### Exercise objective
The finished copy must match the records exactly, except that it contains no pictures.

####################

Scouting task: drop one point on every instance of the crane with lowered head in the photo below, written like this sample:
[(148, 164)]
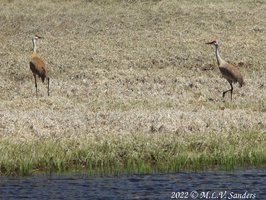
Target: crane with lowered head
[(37, 65)]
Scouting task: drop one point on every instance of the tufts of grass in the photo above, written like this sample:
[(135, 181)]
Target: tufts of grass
[(133, 153)]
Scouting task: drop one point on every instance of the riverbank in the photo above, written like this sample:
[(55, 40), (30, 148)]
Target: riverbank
[(133, 153), (133, 87)]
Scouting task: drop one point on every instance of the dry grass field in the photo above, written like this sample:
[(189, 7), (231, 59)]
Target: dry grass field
[(124, 67)]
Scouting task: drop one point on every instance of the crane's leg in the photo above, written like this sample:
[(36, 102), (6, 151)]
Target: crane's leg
[(48, 81), (35, 83), (231, 90)]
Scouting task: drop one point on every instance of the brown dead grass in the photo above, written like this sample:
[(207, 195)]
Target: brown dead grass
[(130, 67)]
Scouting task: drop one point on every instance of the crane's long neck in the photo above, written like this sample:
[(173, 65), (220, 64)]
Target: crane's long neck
[(217, 53), (34, 45)]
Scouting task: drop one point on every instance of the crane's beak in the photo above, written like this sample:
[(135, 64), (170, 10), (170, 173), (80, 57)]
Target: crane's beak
[(39, 37), (210, 42)]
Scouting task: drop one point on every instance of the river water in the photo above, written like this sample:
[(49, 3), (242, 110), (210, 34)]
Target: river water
[(239, 184)]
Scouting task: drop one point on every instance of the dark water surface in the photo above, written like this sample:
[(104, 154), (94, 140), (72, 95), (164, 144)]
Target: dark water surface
[(239, 184)]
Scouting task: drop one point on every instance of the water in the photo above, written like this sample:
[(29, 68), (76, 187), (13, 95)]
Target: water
[(251, 184)]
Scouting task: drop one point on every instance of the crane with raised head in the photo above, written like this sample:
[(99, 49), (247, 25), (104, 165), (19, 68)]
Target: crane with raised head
[(229, 71), (37, 65)]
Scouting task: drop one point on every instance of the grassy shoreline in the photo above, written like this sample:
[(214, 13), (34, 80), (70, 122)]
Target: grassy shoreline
[(134, 88), (133, 153)]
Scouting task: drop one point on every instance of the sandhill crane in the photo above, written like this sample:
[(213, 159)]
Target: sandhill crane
[(37, 65), (230, 72)]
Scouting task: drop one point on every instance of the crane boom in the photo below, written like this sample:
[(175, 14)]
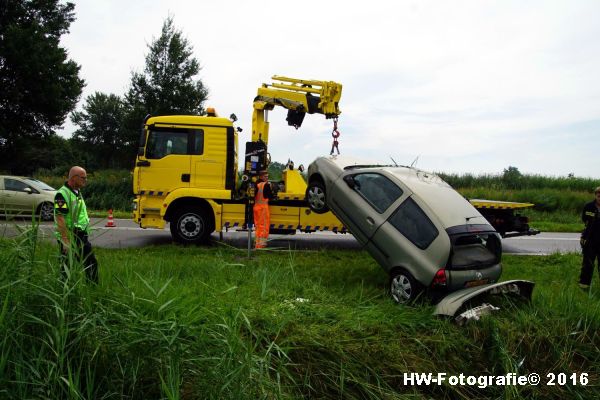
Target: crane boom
[(298, 96)]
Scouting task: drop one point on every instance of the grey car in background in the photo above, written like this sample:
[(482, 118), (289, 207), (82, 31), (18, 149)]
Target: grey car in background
[(424, 234), (26, 196)]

####################

### Reply
Scouting task: drop one point on every instance of the crane with lowered head in the photo below, written like this sample:
[(148, 164)]
Target: crane with lowered head
[(37, 65)]
Scouting task: drop one point on every instance of the tufts of grass in the photo above, written like this sample:
[(135, 181)]
Target: tufts of grass
[(133, 153)]
Scouting task: drop one point on every instance of the riverbank in the photo above, written like this sample:
[(55, 40), (30, 148)]
Target: riverbank
[(133, 153), (133, 87)]
Scouting task: drop one point on every instance of the dry grass field in the photo above, written like this sample:
[(189, 7), (231, 59)]
Target: dry grass field
[(124, 67)]
Scouting task: drop one point on every instance of the crane's leg in the photo above, written like this sample:
[(36, 102), (6, 151)]
Target: crane's leg
[(48, 81), (35, 83), (231, 90)]
Scouting task: drop one point on every instance of the brown dead grass in the photo above, written like this sample:
[(207, 195)]
Target: brown dead grass
[(130, 67)]
Scouting task: drop one point on every instance of the crane's long neck in the photo above, written like this sample:
[(173, 65), (220, 64)]
Target: crane's long neck
[(217, 53), (34, 45)]
Scouting task: drop one point on every instance of the crane's beak in the photo above, written like this sample:
[(135, 64), (170, 10), (170, 173), (80, 57)]
Target: crane's beak
[(39, 37), (210, 42)]
Scouting task: drop one point on every instance of the river water in the photo above, written like this sample:
[(49, 3), (242, 110), (210, 34)]
Target: river water
[(239, 184)]
Scouting task: drop one point on every instance of the dark water surface in the photo above, written like this sample:
[(104, 154), (94, 140), (72, 95), (164, 144)]
Target: dark water surface
[(239, 184)]
Scouting task: drop one point on every instance of the water in the photo above, written like this sample:
[(29, 68), (76, 187), (13, 95)]
Target: water
[(251, 184)]
Scouting task: drop one point on every instance of the crane with raised head in the photo above, written like this sample:
[(99, 49), (247, 25), (104, 165), (19, 68)]
Target: crane with raised head
[(229, 71), (37, 65)]
Scouting task: drop one point on every instance of the grassy shoreline in the photo above, written like this sample:
[(214, 13), (34, 80), (70, 122)]
Target: grassy shoreline
[(134, 88), (133, 153)]
Scouting task: drop one point on every instance of the sandhill crane in the photo above, written like this sample:
[(213, 159)]
Target: sandhill crane
[(37, 65), (230, 72)]
Scouting task: drop one point on every instance of the crane boom in the photo below, written like this sample:
[(175, 14)]
Target: crane boom
[(298, 96)]
Scouting task: drop one point on every instance of the grey car in background in the photo above, written like this sample:
[(482, 118), (289, 207), (82, 31), (18, 149)]
Target: grey car in background
[(424, 234), (26, 196)]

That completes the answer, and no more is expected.